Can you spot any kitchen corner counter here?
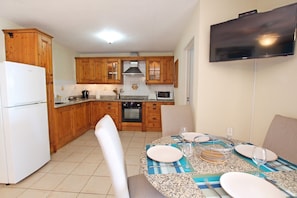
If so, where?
[55,96,174,108]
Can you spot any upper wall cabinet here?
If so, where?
[75,58,105,84]
[3,29,53,83]
[75,56,175,84]
[105,58,122,84]
[75,57,122,84]
[146,56,174,84]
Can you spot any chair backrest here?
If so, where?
[161,105,194,136]
[95,115,129,198]
[263,115,297,164]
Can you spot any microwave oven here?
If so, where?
[157,91,173,100]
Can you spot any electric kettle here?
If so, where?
[81,90,89,99]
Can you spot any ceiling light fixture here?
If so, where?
[98,30,124,44]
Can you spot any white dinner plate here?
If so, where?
[235,144,277,162]
[182,132,210,142]
[146,145,183,162]
[220,172,286,198]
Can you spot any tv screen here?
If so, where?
[209,4,297,62]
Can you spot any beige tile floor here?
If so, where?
[0,130,161,198]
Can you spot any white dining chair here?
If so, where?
[161,105,194,137]
[263,115,297,164]
[95,115,164,198]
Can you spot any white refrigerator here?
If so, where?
[0,61,50,184]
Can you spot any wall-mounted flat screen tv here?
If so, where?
[209,4,297,62]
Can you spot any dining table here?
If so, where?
[140,135,297,198]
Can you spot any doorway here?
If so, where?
[185,38,194,105]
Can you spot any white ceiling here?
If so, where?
[0,0,199,53]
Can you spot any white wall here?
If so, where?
[252,0,297,144]
[52,42,78,82]
[175,0,297,144]
[0,17,22,61]
[0,18,78,100]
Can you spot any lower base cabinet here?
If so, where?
[142,102,174,131]
[51,101,174,151]
[54,103,90,150]
[91,101,122,130]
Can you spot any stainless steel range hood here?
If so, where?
[123,61,144,76]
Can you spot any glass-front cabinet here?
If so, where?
[146,58,162,84]
[146,56,175,84]
[105,58,122,84]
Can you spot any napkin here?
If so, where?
[146,144,194,174]
[193,175,230,198]
[235,144,297,172]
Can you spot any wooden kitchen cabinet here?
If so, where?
[91,101,122,130]
[105,58,122,84]
[54,102,91,149]
[54,106,74,149]
[75,57,122,84]
[73,103,90,138]
[143,102,174,131]
[75,58,105,84]
[146,56,174,84]
[101,101,122,130]
[3,28,56,152]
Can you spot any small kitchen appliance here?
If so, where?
[81,90,89,99]
[156,91,173,100]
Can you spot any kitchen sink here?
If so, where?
[55,102,66,104]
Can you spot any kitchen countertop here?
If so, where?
[55,96,174,108]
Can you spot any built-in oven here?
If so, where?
[122,102,142,122]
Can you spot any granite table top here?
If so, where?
[140,137,297,198]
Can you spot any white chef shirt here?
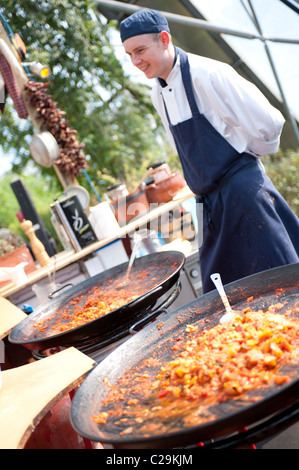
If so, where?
[152,54,285,157]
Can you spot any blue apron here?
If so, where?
[165,48,299,293]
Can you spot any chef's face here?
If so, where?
[123,31,174,80]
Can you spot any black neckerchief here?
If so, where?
[158,46,178,88]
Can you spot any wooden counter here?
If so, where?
[0,189,194,297]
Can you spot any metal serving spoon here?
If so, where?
[210,273,242,324]
[116,241,140,290]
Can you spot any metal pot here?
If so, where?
[29,131,60,168]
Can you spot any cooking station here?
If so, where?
[0,12,299,451]
[2,239,299,449]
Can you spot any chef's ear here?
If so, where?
[160,31,171,48]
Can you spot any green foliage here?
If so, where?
[263,150,299,217]
[0,0,173,190]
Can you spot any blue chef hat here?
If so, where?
[120,10,170,42]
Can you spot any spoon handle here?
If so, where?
[210,273,232,313]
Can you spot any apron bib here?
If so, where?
[164,48,299,293]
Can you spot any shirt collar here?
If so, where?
[157,46,179,88]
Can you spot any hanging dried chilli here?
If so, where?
[0,54,28,119]
[25,81,87,177]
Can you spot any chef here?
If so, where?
[120,10,299,293]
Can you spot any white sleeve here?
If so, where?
[199,64,285,156]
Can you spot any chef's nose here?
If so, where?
[131,54,142,67]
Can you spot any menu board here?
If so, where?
[51,196,98,251]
********
- Your goal: Starting at the line that has "Can you spot any upper wall cabinet here?" and stopping after the line that has "[98,30,124,44]", rewrite those lines of the material with "spot" switched to "see". Leave everything else in them as it is.

- Answer:
Can you see any upper wall cabinet here?
If so, where?
[75,58,105,84]
[3,29,53,83]
[75,56,175,84]
[105,58,122,84]
[75,57,122,84]
[146,56,174,84]
Can you see any chair backrest here?
If so, where?
[161,105,194,136]
[95,115,129,198]
[263,115,297,164]
Can you see any microwave oven here?
If so, where?
[157,91,173,100]
Can you see any electric kettle here?
If so, where?
[81,90,89,99]
Can you see any ceiling light fixture here?
If so, where?
[98,30,124,44]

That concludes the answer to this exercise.